Exercise details: Repeat word for word the line with "point: wristwatch" and every line after it until the records below run out.

Material for this task:
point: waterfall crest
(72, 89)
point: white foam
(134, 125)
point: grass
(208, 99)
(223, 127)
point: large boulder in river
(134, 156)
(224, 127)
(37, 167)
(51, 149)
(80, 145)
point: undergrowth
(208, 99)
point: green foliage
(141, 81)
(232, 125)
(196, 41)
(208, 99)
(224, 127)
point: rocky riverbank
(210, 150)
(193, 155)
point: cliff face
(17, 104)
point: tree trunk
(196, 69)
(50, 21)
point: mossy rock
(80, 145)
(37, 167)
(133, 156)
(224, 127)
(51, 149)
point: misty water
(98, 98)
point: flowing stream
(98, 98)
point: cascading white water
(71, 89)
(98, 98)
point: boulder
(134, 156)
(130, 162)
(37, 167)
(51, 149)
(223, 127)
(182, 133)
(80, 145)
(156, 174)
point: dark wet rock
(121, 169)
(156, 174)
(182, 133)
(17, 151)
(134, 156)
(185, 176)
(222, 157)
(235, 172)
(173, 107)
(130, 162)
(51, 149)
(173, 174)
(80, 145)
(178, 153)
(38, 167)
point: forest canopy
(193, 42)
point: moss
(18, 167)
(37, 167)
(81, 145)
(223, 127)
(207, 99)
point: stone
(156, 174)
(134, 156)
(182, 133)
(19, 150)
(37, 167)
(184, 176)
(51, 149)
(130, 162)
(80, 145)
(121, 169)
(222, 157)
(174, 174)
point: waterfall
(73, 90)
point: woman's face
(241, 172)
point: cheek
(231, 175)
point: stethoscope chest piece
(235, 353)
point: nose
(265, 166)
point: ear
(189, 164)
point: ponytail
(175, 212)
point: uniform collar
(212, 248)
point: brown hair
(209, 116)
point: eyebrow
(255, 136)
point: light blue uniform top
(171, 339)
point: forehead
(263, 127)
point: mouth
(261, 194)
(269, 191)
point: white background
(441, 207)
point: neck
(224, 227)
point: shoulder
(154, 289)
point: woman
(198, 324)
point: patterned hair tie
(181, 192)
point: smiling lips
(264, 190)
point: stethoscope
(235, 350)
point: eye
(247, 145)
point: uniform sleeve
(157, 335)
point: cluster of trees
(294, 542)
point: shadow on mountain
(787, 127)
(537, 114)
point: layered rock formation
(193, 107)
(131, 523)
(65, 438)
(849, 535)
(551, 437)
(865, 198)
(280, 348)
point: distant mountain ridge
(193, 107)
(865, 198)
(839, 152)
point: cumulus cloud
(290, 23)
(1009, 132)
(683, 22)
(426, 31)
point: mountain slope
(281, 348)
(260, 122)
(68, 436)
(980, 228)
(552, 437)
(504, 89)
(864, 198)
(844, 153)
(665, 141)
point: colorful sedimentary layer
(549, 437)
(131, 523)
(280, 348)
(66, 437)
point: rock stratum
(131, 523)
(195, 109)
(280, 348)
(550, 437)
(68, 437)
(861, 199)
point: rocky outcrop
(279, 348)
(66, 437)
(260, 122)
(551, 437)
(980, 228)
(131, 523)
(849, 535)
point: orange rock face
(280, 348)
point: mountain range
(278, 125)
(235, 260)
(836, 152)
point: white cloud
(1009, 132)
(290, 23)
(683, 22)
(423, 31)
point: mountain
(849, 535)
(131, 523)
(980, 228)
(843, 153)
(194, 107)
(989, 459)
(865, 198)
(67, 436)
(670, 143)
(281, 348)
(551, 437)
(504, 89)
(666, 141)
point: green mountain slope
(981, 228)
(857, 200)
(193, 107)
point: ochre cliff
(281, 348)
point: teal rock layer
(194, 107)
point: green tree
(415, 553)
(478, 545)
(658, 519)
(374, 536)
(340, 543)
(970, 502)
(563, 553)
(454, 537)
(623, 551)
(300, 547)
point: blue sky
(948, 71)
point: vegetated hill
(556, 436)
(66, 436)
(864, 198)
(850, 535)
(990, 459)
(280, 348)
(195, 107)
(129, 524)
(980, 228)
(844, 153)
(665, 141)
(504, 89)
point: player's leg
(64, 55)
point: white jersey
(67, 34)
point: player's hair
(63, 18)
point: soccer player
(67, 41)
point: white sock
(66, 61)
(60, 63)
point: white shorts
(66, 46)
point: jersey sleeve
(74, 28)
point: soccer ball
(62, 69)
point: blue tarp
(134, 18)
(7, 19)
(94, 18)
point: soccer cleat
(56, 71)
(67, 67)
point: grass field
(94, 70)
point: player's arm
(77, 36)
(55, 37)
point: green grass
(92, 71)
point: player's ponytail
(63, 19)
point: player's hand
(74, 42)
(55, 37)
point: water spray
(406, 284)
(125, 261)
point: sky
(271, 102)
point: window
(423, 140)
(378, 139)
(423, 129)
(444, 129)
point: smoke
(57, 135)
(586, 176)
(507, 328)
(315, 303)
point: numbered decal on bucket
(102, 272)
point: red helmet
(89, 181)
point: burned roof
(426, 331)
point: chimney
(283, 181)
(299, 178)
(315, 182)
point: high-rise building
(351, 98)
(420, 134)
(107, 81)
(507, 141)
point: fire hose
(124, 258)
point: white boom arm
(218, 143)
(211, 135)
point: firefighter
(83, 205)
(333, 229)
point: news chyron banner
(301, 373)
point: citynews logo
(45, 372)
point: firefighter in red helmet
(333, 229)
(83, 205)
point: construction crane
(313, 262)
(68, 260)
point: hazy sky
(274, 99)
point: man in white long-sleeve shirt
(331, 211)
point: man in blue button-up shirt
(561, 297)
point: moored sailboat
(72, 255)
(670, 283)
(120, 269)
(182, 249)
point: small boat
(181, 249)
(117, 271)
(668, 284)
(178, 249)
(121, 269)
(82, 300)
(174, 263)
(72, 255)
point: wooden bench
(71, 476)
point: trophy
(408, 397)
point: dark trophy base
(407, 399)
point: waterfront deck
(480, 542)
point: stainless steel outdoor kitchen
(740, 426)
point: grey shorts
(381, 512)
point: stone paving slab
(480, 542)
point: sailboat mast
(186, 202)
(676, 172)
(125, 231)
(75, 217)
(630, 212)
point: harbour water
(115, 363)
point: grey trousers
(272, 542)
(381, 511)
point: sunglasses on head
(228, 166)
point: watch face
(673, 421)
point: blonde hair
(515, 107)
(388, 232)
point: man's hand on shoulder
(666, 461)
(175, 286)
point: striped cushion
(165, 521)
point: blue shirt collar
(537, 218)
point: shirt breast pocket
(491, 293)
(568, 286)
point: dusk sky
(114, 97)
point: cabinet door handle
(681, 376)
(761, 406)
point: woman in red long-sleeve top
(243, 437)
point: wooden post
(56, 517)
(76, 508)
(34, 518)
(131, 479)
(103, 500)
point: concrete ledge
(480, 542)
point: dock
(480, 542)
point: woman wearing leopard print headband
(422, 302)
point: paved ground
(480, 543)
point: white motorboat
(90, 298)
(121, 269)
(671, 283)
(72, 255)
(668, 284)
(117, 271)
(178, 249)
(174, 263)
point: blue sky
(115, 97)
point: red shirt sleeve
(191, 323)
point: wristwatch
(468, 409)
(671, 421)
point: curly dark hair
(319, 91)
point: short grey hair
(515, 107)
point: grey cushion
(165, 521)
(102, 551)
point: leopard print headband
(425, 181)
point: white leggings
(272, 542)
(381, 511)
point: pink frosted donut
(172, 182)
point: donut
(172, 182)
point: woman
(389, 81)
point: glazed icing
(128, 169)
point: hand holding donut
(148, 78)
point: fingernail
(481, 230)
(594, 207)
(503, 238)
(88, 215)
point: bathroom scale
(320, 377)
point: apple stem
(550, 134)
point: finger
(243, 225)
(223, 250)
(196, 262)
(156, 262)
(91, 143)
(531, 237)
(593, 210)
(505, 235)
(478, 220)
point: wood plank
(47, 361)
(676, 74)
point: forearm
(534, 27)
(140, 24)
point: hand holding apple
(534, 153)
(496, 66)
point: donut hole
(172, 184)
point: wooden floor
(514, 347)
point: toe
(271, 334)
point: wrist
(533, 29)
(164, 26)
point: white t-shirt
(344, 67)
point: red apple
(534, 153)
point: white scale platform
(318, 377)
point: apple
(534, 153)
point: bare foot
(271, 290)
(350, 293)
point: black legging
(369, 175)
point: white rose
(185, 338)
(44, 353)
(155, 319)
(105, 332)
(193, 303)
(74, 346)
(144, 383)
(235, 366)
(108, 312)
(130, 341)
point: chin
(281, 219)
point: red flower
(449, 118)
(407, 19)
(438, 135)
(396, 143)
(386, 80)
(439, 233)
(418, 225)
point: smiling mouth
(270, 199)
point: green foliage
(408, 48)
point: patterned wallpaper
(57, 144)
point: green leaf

Exercise response:
point: wristwatch
(468, 409)
(671, 421)
point: curly dark hair
(319, 91)
point: short grey hair
(515, 107)
point: grey cushion
(165, 521)
(102, 551)
point: leopard print headband
(425, 181)
point: white leggings
(272, 542)
(381, 511)
point: pink frosted donut
(172, 182)
point: donut
(172, 182)
point: woman
(389, 81)
point: glazed icing
(128, 169)
point: hand holding donut
(148, 78)
point: fingernail
(481, 230)
(594, 207)
(503, 238)
(88, 215)
point: bathroom scale
(320, 377)
point: apple stem
(550, 134)
point: finger
(243, 225)
(223, 250)
(196, 262)
(156, 262)
(91, 143)
(531, 237)
(593, 210)
(505, 235)
(478, 220)
point: wood plank
(47, 361)
(676, 74)
point: forearm
(534, 27)
(140, 24)
point: hand holding apple
(534, 153)
(496, 66)
point: donut hole
(172, 184)
point: wooden floor
(514, 347)
point: toe
(271, 334)
point: wrist
(533, 29)
(164, 26)
point: white t-shirt
(344, 67)
point: red apple
(534, 153)
point: white scale platform
(318, 377)
point: apple
(534, 153)
point: bare foot
(271, 290)
(350, 293)
point: black legging
(369, 175)
point: white rose
(185, 338)
(44, 353)
(155, 319)
(105, 332)
(193, 303)
(74, 346)
(144, 383)
(235, 366)
(108, 312)
(130, 341)
point: chin
(281, 219)
point: red flower
(449, 118)
(407, 19)
(438, 135)
(396, 143)
(386, 80)
(439, 233)
(418, 225)
point: smiling mouth
(270, 199)
point: green foliage
(408, 48)
point: patterned wallpaper
(57, 144)
point: green leaf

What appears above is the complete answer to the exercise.